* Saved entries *

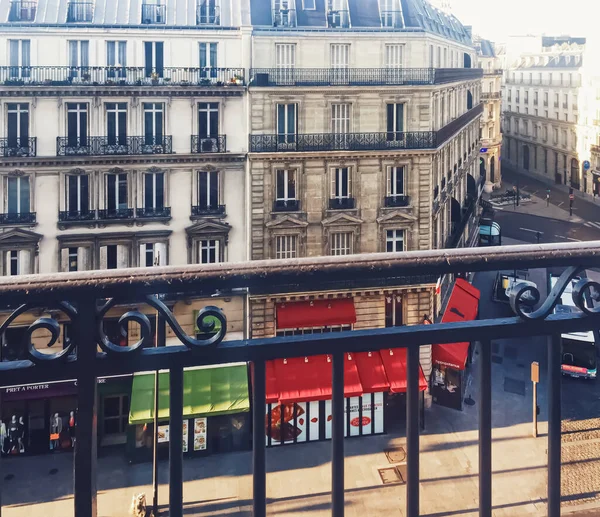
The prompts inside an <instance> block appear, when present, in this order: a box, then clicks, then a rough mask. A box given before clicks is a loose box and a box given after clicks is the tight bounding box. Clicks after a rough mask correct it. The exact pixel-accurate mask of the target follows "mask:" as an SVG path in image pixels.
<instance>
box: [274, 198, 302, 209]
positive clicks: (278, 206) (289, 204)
mask: <svg viewBox="0 0 600 517" xmlns="http://www.w3.org/2000/svg"><path fill="white" fill-rule="evenodd" d="M299 211H300V200H299V199H276V200H275V201H274V202H273V212H299Z"/></svg>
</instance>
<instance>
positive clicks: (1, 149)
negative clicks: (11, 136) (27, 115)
mask: <svg viewBox="0 0 600 517" xmlns="http://www.w3.org/2000/svg"><path fill="white" fill-rule="evenodd" d="M36 144H37V139H36V137H29V138H0V156H4V157H5V158H9V157H10V158H16V157H24V158H30V157H33V156H35V155H36V152H37V150H36Z"/></svg>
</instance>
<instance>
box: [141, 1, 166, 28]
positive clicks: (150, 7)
mask: <svg viewBox="0 0 600 517" xmlns="http://www.w3.org/2000/svg"><path fill="white" fill-rule="evenodd" d="M142 23H143V24H144V25H152V24H157V25H162V24H165V23H167V6H166V5H159V4H146V3H143V4H142Z"/></svg>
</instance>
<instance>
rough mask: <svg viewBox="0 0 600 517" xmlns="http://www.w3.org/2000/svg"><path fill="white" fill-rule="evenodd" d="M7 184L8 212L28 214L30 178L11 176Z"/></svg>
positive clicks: (29, 196)
mask: <svg viewBox="0 0 600 517" xmlns="http://www.w3.org/2000/svg"><path fill="white" fill-rule="evenodd" d="M6 182H7V189H6V191H7V199H6V212H7V213H9V214H26V213H29V212H30V211H31V208H30V185H29V176H16V177H15V176H9V177H7V178H6Z"/></svg>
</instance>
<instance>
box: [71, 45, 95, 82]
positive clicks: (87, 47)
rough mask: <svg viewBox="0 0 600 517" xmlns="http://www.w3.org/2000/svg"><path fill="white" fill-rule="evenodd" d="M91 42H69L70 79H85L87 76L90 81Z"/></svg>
mask: <svg viewBox="0 0 600 517" xmlns="http://www.w3.org/2000/svg"><path fill="white" fill-rule="evenodd" d="M89 51H90V42H89V41H82V40H72V41H69V67H70V69H69V77H70V78H71V79H75V78H80V79H85V78H86V75H87V76H88V79H89V71H88V70H87V67H89V66H90V56H89Z"/></svg>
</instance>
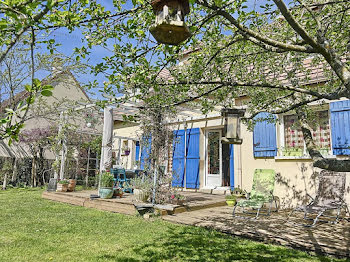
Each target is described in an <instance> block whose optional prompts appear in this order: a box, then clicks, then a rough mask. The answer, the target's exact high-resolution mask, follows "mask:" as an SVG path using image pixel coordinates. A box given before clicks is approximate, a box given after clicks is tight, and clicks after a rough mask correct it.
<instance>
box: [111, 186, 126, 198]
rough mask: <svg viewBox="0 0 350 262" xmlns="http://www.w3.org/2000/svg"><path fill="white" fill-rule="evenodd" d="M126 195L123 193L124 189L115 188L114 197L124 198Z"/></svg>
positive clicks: (113, 192)
mask: <svg viewBox="0 0 350 262" xmlns="http://www.w3.org/2000/svg"><path fill="white" fill-rule="evenodd" d="M123 194H124V192H123V189H122V188H120V187H118V188H114V191H113V197H120V198H121V197H122V196H123Z"/></svg>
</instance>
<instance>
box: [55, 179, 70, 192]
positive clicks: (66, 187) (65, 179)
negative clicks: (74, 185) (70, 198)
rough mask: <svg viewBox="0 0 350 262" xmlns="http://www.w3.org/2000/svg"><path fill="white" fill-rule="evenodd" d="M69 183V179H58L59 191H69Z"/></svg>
mask: <svg viewBox="0 0 350 262" xmlns="http://www.w3.org/2000/svg"><path fill="white" fill-rule="evenodd" d="M68 185H69V181H68V180H67V179H62V180H60V181H58V184H57V190H56V191H57V192H67V190H68Z"/></svg>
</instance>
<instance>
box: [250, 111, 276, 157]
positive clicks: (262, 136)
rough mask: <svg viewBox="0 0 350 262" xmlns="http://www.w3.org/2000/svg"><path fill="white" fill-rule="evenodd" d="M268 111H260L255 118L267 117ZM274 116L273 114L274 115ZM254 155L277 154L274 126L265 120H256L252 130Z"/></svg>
mask: <svg viewBox="0 0 350 262" xmlns="http://www.w3.org/2000/svg"><path fill="white" fill-rule="evenodd" d="M269 116H271V114H270V113H265V112H261V113H259V114H258V115H257V116H256V117H255V119H257V118H268V117H269ZM274 118H275V116H274ZM253 148H254V157H274V156H276V155H277V144H276V126H275V123H269V122H267V121H266V120H265V121H262V122H257V123H256V124H255V126H254V132H253Z"/></svg>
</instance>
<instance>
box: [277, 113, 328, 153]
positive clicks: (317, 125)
mask: <svg viewBox="0 0 350 262" xmlns="http://www.w3.org/2000/svg"><path fill="white" fill-rule="evenodd" d="M283 123H284V130H283V132H284V134H283V135H284V141H283V142H282V143H284V146H283V149H282V155H284V156H302V155H303V154H304V151H305V143H304V139H303V133H302V131H301V127H300V125H299V124H298V118H297V116H296V115H287V116H283ZM311 124H312V125H311V128H312V130H311V132H312V137H313V139H314V141H315V144H316V146H317V149H319V150H320V152H321V153H322V154H325V155H328V153H329V151H330V148H331V138H330V127H329V114H328V111H318V112H316V113H315V121H313V123H311Z"/></svg>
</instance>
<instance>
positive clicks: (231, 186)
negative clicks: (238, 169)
mask: <svg viewBox="0 0 350 262" xmlns="http://www.w3.org/2000/svg"><path fill="white" fill-rule="evenodd" d="M233 150H234V147H233V145H232V144H231V145H230V149H229V152H230V187H231V189H234V187H235V176H234V175H235V165H234V164H235V162H234V158H233V152H234V151H233Z"/></svg>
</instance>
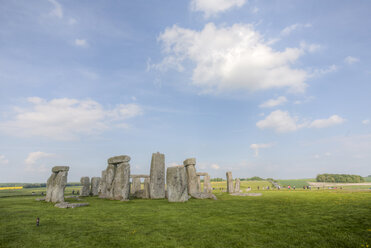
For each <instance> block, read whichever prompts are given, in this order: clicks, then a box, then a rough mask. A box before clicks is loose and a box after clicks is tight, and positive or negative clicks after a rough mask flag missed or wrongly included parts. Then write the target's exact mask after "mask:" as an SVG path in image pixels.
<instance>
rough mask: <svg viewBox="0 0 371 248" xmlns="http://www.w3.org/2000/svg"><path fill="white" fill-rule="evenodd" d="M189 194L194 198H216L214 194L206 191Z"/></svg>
mask: <svg viewBox="0 0 371 248" xmlns="http://www.w3.org/2000/svg"><path fill="white" fill-rule="evenodd" d="M191 196H192V197H193V198H196V199H214V200H218V198H216V196H215V195H214V194H212V193H206V192H197V193H193V194H191Z"/></svg>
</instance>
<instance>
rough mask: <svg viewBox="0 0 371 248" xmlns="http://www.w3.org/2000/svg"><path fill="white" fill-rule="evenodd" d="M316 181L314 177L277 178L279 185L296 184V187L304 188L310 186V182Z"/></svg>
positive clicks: (296, 187)
mask: <svg viewBox="0 0 371 248" xmlns="http://www.w3.org/2000/svg"><path fill="white" fill-rule="evenodd" d="M315 181H316V180H315V179H314V178H307V179H287V180H282V179H279V180H277V182H278V183H279V185H281V186H282V187H287V186H289V185H290V186H291V187H293V186H295V187H296V188H303V186H309V184H308V182H315Z"/></svg>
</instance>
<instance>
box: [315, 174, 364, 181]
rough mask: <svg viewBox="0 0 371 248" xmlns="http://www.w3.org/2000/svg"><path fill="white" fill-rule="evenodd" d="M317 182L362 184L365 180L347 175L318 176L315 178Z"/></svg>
mask: <svg viewBox="0 0 371 248" xmlns="http://www.w3.org/2000/svg"><path fill="white" fill-rule="evenodd" d="M316 181H317V182H326V183H362V182H364V181H365V180H364V179H363V177H361V176H359V175H349V174H327V173H325V174H318V175H317V177H316Z"/></svg>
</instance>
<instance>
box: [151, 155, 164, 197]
mask: <svg viewBox="0 0 371 248" xmlns="http://www.w3.org/2000/svg"><path fill="white" fill-rule="evenodd" d="M149 196H150V198H151V199H161V198H165V155H164V154H162V153H159V152H157V153H153V154H152V160H151V172H150V182H149Z"/></svg>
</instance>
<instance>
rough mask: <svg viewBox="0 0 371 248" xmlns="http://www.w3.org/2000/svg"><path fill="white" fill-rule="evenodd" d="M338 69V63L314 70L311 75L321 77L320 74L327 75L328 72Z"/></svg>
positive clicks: (332, 71) (320, 74) (336, 70)
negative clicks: (337, 63)
mask: <svg viewBox="0 0 371 248" xmlns="http://www.w3.org/2000/svg"><path fill="white" fill-rule="evenodd" d="M337 70H338V67H337V66H336V65H330V66H328V67H327V68H323V69H317V70H314V71H313V72H312V73H311V75H310V76H312V77H320V76H323V75H325V74H327V73H331V72H335V71H337Z"/></svg>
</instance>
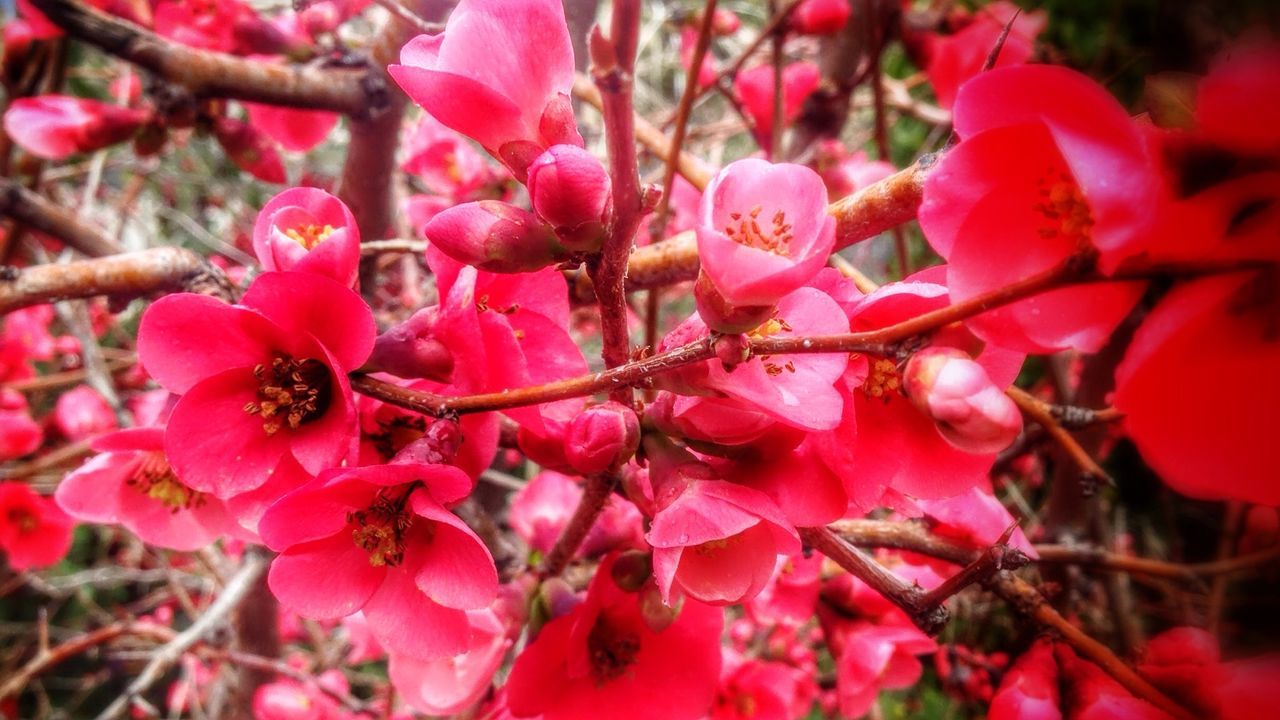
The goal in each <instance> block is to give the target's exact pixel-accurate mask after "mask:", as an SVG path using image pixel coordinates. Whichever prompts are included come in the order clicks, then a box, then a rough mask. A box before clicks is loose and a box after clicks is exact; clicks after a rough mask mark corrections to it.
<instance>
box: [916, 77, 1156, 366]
mask: <svg viewBox="0 0 1280 720" xmlns="http://www.w3.org/2000/svg"><path fill="white" fill-rule="evenodd" d="M955 127H956V132H957V133H959V135H960V137H961V138H963V140H961V142H960V145H957V146H956V147H954V149H951V150H950V151H947V154H946V155H943V158H942V160H941V161H940V163H938V167H937V168H934V170H933V172H931V173H929V178H928V179H927V181H925V188H924V202H923V205H922V206H920V218H919V219H920V227H922V228H923V229H924V234H925V237H927V238H928V241H929V243H931V245H932V246H933V249H934V250H937V251H938V254H941V255H942V256H943V258H946V259H947V263H948V266H947V286H948V287H950V288H951V296H952V300H955V301H963V300H968V299H970V297H974V296H977V295H982V293H983V292H987V291H991V290H995V288H998V287H1004V286H1007V284H1010V283H1012V282H1016V281H1020V279H1025V278H1027V277H1029V275H1033V274H1036V273H1039V272H1044V270H1047V269H1050V268H1052V266H1055V265H1057V264H1060V263H1062V261H1065V260H1066V259H1068V258H1071V256H1074V255H1078V254H1080V252H1085V254H1093V252H1096V254H1098V263H1100V266H1101V268H1102V269H1103V270H1105V272H1110V270H1112V269H1114V268H1116V265H1117V264H1119V263H1120V261H1121V260H1124V259H1126V258H1129V256H1130V255H1133V254H1135V252H1139V251H1140V250H1143V243H1146V242H1147V241H1148V240H1149V233H1151V225H1152V223H1151V217H1152V214H1151V211H1149V208H1151V205H1152V204H1153V202H1155V201H1156V200H1157V197H1158V190H1160V181H1158V174H1157V173H1156V170H1155V163H1153V161H1152V158H1151V156H1149V152H1148V145H1147V142H1146V141H1144V140H1143V137H1142V133H1140V132H1139V129H1138V127H1137V126H1135V124H1134V123H1133V122H1132V120H1130V119H1129V117H1128V114H1126V113H1125V111H1124V108H1121V106H1120V104H1119V102H1116V101H1115V99H1112V97H1111V96H1110V95H1107V92H1106V91H1105V90H1103V88H1102V87H1101V86H1098V85H1097V83H1096V82H1094V81H1092V79H1089V78H1088V77H1085V76H1083V74H1079V73H1076V72H1074V70H1069V69H1065V68H1055V67H1048V65H1019V67H1012V68H1004V69H997V70H992V72H989V73H983V74H982V76H979V77H977V78H974V79H973V81H970V82H969V83H966V85H965V87H964V90H961V92H960V97H959V100H957V101H956V108H955ZM993 256H1000V258H1002V260H1001V261H1000V263H992V261H991V258H993ZM1144 287H1146V284H1144V283H1140V282H1129V283H1105V284H1094V286H1082V287H1068V288H1061V290H1055V291H1050V292H1046V293H1041V295H1037V296H1034V297H1030V299H1027V300H1021V301H1018V302H1014V304H1011V305H1006V306H1004V307H998V309H995V310H991V311H987V313H983V314H982V315H978V316H977V318H974V319H972V320H969V322H966V324H968V325H969V327H970V328H973V331H974V332H975V333H977V334H978V336H979V337H982V338H983V340H987V341H989V342H995V343H997V345H1002V346H1005V347H1010V348H1016V350H1023V351H1027V352H1051V351H1056V350H1061V348H1066V347H1074V348H1078V350H1083V351H1089V352H1092V351H1096V350H1098V348H1100V347H1101V346H1102V343H1103V342H1105V341H1106V338H1108V337H1110V336H1111V331H1114V329H1115V327H1116V325H1117V324H1119V323H1120V320H1121V319H1124V316H1125V315H1128V313H1129V310H1130V309H1132V307H1133V305H1134V304H1135V302H1137V300H1138V297H1139V296H1140V295H1142V292H1143V288H1144Z"/></svg>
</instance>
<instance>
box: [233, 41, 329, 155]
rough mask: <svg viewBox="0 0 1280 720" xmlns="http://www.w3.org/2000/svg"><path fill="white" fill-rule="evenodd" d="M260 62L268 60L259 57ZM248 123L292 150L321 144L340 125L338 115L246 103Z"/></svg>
mask: <svg viewBox="0 0 1280 720" xmlns="http://www.w3.org/2000/svg"><path fill="white" fill-rule="evenodd" d="M256 60H257V61H269V60H265V59H256ZM243 105H244V111H246V113H248V122H250V124H252V126H253V127H256V128H257V129H260V131H262V132H264V133H266V136H268V137H270V138H271V140H274V141H276V142H279V143H280V147H284V149H285V150H288V151H291V152H306V151H308V150H311V149H314V147H315V146H316V145H320V143H321V142H324V141H325V138H326V137H329V133H330V132H333V128H334V126H337V124H338V114H337V113H329V111H325V110H306V109H300V108H285V106H283V105H264V104H261V102H243Z"/></svg>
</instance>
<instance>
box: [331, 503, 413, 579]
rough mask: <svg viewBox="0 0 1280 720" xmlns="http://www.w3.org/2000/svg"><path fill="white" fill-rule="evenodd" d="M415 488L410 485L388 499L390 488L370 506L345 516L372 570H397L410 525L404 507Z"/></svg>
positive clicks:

* What is needed *
Count the lines in the rows above that contain the string "this". Reply with the number only.

* Reply to the task *
3